Start SUPPLIED INFORMATION
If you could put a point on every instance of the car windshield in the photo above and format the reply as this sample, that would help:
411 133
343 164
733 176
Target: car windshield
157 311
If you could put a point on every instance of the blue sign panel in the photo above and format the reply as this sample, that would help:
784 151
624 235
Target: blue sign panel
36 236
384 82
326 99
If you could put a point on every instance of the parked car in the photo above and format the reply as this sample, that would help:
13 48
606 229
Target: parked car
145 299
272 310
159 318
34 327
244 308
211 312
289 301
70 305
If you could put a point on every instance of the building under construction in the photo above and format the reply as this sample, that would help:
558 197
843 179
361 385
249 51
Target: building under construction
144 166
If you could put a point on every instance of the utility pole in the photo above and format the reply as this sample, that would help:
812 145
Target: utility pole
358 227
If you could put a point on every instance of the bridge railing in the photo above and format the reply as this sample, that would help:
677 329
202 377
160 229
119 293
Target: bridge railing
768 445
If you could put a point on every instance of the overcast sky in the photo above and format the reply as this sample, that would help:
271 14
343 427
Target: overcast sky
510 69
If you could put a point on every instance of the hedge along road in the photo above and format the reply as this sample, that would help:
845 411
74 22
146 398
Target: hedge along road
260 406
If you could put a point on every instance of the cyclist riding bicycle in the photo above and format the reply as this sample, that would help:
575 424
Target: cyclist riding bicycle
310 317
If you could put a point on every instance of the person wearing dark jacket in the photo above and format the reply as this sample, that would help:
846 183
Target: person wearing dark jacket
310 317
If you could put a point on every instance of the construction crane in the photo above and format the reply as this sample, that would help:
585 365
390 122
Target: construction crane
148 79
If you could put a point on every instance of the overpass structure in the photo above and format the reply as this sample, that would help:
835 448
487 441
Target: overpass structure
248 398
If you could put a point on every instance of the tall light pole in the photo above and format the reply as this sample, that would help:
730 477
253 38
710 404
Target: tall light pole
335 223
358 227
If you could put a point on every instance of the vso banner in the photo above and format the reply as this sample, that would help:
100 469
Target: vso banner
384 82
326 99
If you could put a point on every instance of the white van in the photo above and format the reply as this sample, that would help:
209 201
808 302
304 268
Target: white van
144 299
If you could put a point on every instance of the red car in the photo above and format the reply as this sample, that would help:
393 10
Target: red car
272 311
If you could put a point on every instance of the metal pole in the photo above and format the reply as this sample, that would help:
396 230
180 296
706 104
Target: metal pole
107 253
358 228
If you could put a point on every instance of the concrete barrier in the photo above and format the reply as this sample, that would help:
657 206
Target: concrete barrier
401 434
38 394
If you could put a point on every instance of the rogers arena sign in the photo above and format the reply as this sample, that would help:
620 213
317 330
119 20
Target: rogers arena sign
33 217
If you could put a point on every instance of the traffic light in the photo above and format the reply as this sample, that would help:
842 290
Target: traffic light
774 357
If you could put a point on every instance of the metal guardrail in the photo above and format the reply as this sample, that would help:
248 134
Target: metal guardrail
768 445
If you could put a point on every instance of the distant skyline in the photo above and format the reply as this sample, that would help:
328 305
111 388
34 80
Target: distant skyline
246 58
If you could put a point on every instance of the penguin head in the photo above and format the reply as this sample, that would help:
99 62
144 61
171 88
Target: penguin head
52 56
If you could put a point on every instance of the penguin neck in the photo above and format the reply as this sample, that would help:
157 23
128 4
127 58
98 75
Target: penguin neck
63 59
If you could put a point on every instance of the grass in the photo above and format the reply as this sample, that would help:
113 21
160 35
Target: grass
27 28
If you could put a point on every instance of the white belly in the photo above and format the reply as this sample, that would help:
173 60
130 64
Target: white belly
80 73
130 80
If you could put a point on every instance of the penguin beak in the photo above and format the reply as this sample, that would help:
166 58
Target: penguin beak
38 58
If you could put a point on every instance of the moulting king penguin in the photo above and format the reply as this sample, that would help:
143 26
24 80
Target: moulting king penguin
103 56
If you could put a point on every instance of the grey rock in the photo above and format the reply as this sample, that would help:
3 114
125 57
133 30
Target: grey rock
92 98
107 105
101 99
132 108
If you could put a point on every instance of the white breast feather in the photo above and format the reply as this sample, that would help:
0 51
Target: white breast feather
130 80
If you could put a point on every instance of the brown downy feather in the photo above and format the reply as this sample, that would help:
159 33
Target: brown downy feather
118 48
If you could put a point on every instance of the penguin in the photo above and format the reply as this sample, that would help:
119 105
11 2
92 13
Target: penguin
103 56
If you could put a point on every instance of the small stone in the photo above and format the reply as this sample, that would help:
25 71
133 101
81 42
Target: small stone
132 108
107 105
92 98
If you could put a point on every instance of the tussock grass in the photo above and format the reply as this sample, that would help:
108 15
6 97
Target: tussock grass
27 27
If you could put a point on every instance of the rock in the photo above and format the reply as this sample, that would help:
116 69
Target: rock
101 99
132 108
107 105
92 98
End SUPPLIED INFORMATION
▸ **PROBLEM TO SOLVE**
Retype the records above exactly.

▸ **FINISHED ANSWER**
If you could put a point on every instance of the car windshield in the photo above and format the reply as this sample, that would help:
411 133
343 164
733 176
Target: car windshield
157 311
If you could put a point on every instance of the blue sign panel in the photo above and format the reply as this sample, that would help:
784 151
624 235
Target: blue sign panel
36 236
384 82
326 99
If you could put a point on every instance of the parked car in the photo above and format the reply as this sample, that would help:
13 48
606 229
Target: parked car
145 299
272 310
159 318
34 327
244 308
211 312
289 301
70 305
If you could put a point on every instance of the building under construction in the photo above and format the reply as this sample, that would help:
558 197
843 179
361 385
249 51
Target: building under construction
144 166
If you could put a point on every instance of the utility pole in the photo above and format the reply as this sample, that would help:
812 145
Target: utility pole
358 227
If you could put a point on every instance of the bridge railing in the photo above and format the reply as this sample, that would help:
677 329
202 377
160 229
119 293
Target: bridge railing
768 445
If you could put a point on every instance of the overcast sky in the photo above and format the reply as this sample, that would help:
271 14
343 427
Target: overcast sky
510 69
If you could put a point on every instance of the hedge along road in the photo above and format the reply as this sample, that would help:
845 411
74 22
146 398
Target: hedge along road
260 406
If you could put a point on every instance of the cyclist riding bicycle in the photo above and format the reply as this sample, that would help:
575 424
Target: cyclist riding bicycle
310 317
If you could put a point on every instance of the person wearing dark jacket in the photo above and format the reply as this sample, that would help:
846 183
Target: person wearing dark jacket
310 317
If you could put a point on every instance of the construction crane in the photo above and format the reply as this sample, that would help:
585 365
390 122
Target: construction crane
148 79
If you could put a point on every instance of the overpass structure in the photo above and format the reply as this sample, that would help:
835 448
487 441
Target: overpass structure
248 398
If you could put a point on every instance of the tall light pole in the photo above and format the reply as this sample, that would help:
730 477
253 38
710 404
Target: tall light pole
335 223
358 227
If you could put a point on every instance of the vso banner in the photo above and format the reply as this sample, that would help:
100 469
Target: vso banner
384 82
326 99
If you could put a point on every instance of the white van in the photo above and format the reply as this sample, that would help:
209 201
808 302
304 268
Target: white van
144 299
If you could put a point on every instance of the red car in the photo above and format the reply as this sample, that would help:
393 10
Target: red car
272 311
If you could put a point on every instance of the metal pole in the photo above and format the reply as this sample, that would help:
396 230
180 296
706 104
Target: metal pole
107 253
358 228
If you could put a point on every instance of the concrete barrier in the photo above and format the reply as this sample, that would help:
657 206
Target: concrete barrier
401 434
38 394
If you could put a point on every instance of the rogers arena sign in the photo above and format the reply as this sample, that would help:
620 213
317 330
119 20
Target: rogers arena sign
33 217
If you could put a point on every instance of the traffic light in the photo above and format the reply as this sample, that would help:
842 290
Target: traffic light
774 357
If you could put a point on every instance of the metal guardrail in the photo above and format the reply as this sample, that would help:
248 134
Target: metal guardrail
768 445
If you could put a point on every instance of the distant skyline in the photo above and format the reply as this sample, that would help:
328 305
111 388
34 80
Target: distant skyline
246 58
If you could put a point on every instance of the penguin head in the photo above and format the reply as this sample, that would help:
99 62
144 61
171 88
Target: penguin head
52 56
If you could put a point on every instance of the penguin neck in the photo above and format the reply as this sample, that would help:
157 23
128 4
127 58
98 75
Target: penguin neck
63 59
If you could put a point on every instance of the grass in the photo above and format the reply as this sample, that would help:
113 21
160 35
Target: grass
27 28
If you could put a point on every instance of the white belly in the photo above and format the reply as this sample, that would help:
173 60
130 64
Target: white belly
80 73
130 80
If you could put a point on every instance of the penguin beak in the photo above and format the reply as this sample, that would help:
166 58
Target: penguin beak
38 58
If you could put a point on every instance of the moulting king penguin in the photo above and format the reply as this sample, that would help:
143 26
24 80
Target: moulting king penguin
103 56
If you could put a point on every instance of the grey rock in the photo above and format the reply as this sample, that would help:
3 114
125 57
133 30
Target: grey rock
92 98
107 105
101 99
132 108
If you could put a point on every instance of the white breast feather in the photo above and format the reply as this sample, that would help:
0 51
Target: white breast feather
130 80
If you could put a point on every instance of the brown downy feather in the photo above and format the reply as this sample, that would help:
159 33
Target: brown downy feather
118 48
If you could put a point on every instance of the penguin in the photo above and format the reply as this sample, that would help:
119 105
11 2
92 13
Target: penguin
103 56
If you could put a point on every instance of the small stone in the photo above and format the reply as this sample, that would help:
25 71
133 101
81 42
Target: small stone
132 108
107 105
92 98
If you could put a point on every instance of the tussock grass in the photo above and format the reply as this sample, that would help:
108 15
6 97
Target: tussock grass
27 27
If you could put a point on every instance of the rock in the photo above and format the reply as this sample, that would help:
116 69
Target: rock
101 99
132 108
107 105
92 98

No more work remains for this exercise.